• TEXTE DE L'EXERCICE:
Le même jour, la nouvelle d’une invasion terrestre à Rafah s’est répandue. Nous avons encore une fois reçu l’ordre d’évacuer. Ma famille et moi avons encore une fois été déplacés à Deir el-Balah, dans le centre de la bande de Gaza, nos cœurs alourdis par le chagrin et le deuil. Dans ces moments-là, tout ce que j’espérais, c’est que personne n’ait jamais à vivre ce que nous vivions et que ce déplacement soit mon dernier.
Arrivés dans le centre de la bande de Gaza, nous avons tenté de nous soutenir autant que possible. Un collègue m’a dit que j’étais forte d’avoir enduré tout cela. Je lui ai répondu que je ne pourrais pas supporter davantage. Il était persuadé que je m’en sortirais, que nous rentrerions tous chez nous bientôt. Je me suis raccrochée à cet espoir. C’est ce qui nous nourrit et nous fait avancer.

• DONNÉES ÉTUDIÉES:
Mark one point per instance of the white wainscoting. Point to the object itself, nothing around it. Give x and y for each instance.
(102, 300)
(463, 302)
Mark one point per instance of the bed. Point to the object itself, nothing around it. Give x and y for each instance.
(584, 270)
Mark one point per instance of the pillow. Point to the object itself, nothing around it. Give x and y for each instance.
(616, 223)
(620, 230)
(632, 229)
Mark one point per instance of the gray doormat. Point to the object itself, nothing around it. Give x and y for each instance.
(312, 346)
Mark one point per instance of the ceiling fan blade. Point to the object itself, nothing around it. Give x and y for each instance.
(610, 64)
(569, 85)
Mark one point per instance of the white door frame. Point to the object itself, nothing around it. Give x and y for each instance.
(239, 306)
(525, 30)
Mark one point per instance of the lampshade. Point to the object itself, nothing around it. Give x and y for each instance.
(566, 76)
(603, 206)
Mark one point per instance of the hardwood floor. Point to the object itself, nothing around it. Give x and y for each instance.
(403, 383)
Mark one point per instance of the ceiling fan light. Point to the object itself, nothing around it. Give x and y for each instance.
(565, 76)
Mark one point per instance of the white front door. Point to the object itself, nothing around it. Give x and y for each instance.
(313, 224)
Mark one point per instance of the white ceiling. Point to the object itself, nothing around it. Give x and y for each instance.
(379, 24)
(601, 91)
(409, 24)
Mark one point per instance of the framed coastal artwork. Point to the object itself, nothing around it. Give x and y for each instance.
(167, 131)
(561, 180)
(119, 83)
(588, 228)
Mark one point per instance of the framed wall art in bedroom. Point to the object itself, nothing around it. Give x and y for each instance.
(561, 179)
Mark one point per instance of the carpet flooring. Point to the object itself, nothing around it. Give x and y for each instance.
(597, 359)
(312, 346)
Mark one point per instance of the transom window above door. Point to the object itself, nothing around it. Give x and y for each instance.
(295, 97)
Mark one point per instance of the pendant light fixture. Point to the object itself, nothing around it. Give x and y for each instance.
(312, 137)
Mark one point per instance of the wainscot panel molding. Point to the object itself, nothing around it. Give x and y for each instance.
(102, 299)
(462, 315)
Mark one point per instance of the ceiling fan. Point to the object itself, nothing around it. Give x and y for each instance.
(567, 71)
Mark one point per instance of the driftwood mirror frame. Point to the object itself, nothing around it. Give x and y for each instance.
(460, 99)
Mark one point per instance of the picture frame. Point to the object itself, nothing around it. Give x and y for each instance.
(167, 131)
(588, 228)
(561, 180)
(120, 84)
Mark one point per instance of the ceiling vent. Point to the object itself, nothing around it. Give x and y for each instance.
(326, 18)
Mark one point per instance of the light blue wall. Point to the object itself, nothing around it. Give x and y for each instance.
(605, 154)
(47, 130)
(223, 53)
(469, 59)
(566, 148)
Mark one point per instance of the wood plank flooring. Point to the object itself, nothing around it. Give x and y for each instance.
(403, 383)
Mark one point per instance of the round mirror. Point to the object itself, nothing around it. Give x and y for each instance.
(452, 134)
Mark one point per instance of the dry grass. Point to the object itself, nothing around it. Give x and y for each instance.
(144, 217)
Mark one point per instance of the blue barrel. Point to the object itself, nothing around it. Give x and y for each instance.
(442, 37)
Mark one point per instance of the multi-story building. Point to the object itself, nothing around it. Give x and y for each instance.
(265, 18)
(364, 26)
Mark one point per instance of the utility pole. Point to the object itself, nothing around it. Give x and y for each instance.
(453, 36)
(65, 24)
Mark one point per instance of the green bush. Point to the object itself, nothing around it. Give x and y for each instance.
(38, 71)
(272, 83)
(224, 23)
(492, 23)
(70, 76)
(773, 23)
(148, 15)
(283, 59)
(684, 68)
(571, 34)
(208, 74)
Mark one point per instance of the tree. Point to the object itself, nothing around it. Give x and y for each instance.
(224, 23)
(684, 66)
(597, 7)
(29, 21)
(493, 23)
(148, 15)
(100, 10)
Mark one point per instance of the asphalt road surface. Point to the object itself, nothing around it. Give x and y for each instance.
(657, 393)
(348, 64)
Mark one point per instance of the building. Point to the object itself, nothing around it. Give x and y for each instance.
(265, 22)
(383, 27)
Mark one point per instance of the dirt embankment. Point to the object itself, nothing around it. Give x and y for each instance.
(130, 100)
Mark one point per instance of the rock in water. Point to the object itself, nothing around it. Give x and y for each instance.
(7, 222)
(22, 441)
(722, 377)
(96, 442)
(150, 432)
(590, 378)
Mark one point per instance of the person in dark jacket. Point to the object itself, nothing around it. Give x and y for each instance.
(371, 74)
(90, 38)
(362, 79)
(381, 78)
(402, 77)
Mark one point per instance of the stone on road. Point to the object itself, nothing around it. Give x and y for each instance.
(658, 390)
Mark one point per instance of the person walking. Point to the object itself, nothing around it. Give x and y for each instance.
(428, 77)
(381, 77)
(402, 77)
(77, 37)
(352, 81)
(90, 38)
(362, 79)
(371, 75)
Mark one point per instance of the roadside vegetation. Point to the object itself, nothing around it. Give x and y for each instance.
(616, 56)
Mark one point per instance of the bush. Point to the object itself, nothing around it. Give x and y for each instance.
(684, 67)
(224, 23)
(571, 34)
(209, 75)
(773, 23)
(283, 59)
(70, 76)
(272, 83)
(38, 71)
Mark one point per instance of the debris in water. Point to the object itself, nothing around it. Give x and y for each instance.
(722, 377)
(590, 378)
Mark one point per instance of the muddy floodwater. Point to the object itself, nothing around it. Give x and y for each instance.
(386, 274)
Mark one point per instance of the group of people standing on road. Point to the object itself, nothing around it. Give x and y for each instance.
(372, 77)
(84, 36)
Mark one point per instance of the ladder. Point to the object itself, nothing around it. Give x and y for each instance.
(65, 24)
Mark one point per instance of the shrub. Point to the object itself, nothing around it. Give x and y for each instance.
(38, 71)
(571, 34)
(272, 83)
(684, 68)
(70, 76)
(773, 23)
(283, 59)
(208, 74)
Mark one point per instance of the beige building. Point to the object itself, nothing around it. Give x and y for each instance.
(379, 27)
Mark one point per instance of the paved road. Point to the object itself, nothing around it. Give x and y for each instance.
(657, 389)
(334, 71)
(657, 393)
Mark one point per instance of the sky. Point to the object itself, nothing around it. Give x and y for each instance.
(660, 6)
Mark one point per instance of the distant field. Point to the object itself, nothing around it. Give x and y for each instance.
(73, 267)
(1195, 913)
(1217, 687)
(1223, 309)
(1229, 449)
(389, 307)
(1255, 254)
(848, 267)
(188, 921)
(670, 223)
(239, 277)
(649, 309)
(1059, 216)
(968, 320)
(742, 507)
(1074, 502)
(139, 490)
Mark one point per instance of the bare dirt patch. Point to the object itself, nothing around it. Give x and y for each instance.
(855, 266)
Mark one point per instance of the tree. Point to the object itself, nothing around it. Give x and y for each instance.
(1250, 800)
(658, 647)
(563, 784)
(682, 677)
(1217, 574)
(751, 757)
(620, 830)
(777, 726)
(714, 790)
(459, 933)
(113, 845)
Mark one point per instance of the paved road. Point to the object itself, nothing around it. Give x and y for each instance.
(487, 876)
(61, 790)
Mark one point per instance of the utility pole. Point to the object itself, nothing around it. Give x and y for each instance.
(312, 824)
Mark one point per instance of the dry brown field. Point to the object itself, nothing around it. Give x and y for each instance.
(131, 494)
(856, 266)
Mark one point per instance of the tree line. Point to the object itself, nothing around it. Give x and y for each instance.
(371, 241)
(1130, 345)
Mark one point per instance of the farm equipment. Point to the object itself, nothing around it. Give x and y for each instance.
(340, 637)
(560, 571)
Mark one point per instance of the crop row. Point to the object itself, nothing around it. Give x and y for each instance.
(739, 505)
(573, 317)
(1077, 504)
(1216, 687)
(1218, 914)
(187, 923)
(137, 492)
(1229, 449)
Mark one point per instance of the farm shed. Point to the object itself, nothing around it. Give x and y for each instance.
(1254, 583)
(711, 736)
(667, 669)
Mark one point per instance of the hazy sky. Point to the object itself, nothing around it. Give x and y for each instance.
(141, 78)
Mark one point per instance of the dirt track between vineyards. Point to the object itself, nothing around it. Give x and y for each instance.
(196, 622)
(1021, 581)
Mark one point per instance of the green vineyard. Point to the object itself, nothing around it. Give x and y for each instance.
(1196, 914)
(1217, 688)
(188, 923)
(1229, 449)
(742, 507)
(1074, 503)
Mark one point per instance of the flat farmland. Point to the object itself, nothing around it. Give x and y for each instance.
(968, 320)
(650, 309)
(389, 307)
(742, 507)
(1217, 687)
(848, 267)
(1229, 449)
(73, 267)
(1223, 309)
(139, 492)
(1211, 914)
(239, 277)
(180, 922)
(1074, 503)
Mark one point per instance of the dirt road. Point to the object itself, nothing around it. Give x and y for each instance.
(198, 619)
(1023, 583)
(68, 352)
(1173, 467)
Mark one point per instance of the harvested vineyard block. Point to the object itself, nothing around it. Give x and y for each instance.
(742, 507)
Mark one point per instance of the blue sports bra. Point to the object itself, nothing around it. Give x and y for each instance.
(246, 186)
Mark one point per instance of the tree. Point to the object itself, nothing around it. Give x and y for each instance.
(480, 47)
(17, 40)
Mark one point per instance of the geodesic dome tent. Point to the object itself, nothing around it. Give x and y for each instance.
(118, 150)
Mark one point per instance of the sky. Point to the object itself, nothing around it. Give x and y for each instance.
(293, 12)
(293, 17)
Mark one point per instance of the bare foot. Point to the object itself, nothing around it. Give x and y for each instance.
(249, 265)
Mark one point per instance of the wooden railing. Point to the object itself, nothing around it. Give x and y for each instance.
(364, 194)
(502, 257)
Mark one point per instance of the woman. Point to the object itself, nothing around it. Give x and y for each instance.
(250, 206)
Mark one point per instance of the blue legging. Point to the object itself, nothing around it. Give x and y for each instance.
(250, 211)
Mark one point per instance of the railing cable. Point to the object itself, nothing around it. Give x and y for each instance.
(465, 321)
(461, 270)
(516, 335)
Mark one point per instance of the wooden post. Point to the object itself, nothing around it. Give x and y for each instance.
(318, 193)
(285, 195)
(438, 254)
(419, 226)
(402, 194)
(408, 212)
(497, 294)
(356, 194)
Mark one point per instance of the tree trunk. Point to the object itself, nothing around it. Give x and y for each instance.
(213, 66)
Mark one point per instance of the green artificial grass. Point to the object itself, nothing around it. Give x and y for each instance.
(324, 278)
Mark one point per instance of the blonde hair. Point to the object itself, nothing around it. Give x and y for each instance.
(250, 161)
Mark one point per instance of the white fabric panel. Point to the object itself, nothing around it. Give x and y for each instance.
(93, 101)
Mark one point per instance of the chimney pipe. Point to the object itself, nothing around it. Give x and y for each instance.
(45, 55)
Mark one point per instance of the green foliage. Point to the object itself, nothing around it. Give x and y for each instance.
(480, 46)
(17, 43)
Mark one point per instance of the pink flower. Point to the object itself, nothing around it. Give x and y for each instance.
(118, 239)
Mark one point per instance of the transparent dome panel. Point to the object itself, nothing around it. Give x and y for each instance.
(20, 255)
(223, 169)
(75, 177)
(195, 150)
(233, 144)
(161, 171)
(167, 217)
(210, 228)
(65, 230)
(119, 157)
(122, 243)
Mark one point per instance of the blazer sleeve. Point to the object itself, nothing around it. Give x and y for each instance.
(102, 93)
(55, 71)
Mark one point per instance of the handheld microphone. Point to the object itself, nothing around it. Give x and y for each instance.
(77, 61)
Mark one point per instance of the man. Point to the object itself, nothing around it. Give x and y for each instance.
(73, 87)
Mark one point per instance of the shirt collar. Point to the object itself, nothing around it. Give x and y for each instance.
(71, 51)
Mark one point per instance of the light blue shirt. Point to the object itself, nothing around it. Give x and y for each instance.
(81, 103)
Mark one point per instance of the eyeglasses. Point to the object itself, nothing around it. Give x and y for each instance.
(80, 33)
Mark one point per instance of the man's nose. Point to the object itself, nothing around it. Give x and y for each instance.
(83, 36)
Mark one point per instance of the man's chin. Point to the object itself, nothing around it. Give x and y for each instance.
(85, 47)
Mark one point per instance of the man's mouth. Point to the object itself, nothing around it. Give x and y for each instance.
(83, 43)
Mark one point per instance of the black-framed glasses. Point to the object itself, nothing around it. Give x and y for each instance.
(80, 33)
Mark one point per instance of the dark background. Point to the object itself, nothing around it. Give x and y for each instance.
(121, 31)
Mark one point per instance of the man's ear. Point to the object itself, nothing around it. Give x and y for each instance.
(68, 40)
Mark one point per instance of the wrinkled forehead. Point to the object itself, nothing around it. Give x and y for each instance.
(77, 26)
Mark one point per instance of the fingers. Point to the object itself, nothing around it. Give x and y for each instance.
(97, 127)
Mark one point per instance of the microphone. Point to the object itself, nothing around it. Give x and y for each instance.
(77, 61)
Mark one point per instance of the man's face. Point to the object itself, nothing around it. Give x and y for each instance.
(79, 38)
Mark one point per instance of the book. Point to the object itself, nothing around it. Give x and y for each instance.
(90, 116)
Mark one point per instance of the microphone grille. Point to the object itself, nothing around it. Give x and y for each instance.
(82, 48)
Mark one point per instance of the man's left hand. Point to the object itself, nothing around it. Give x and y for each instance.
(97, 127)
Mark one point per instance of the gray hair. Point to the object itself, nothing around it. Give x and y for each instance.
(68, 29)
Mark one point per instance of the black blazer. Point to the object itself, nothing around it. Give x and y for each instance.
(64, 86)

• LISTE DES TÂCHES:
1. Répondez à ces questions sur le récit du déplacement à Gaza :
(a) Vers quel lieu la famille a-t-elle été déplacée après la nouvelle d'une invasion terrestre à Rafah ?
(b) De quoi le collègue était-il persuadé ?
(c) Selon le récit, que fait l'espoir pour ceux qui s'y raccrochent ?
2. Poursuivez le récit du déplacement à Gaza après sa dernière phrase.

• RÉPONSES PAR TÂCHE:
1.
(a) À Deir el-Balah, dans le centre de la bande de Gaza.
(b) Que la narratrice s'en sortirait et que tous rentreraient bientôt chez eux.
(c) Il les nourrit et les fait avancer.

2.
Nous avons enterré notre chagrin pour reprendre le travail. Nous avons ouvert trois cliniques dans le centre de la bande de Gaza et une à Khan Younès. Des cliniques de Médecins du monde devant lesquelles des milliers de personnes déplacées campaient dans des tentes à perte de vue. D’où sortaient toutes ces tentes ? Il n’y avait pas de vie à l’intérieur. Nos vies ont été réduites à chercher un abri, de l’eau, de la nourriture et des lieux où enterrer les martyrs.
Nous avons équipé les cliniques tant bien que mal avec les ressources que nous pouvions trouver et réparti le personnel. Un docteur ici, un infirmier là, un pharmacien pour distribuer les médicaments et un psychologue pour fournir un soutien. Les gens souffraient face aux conditions extrêmement rudes, les maladies infectieuses comme les hépatites et les maladies dermatologiques qui se propageaient. Et il y avait bien sûr les difficultés liées à la santé mentale : deuil, perte, peur. Les gens exprimaient leurs traumatismes de différentes façons.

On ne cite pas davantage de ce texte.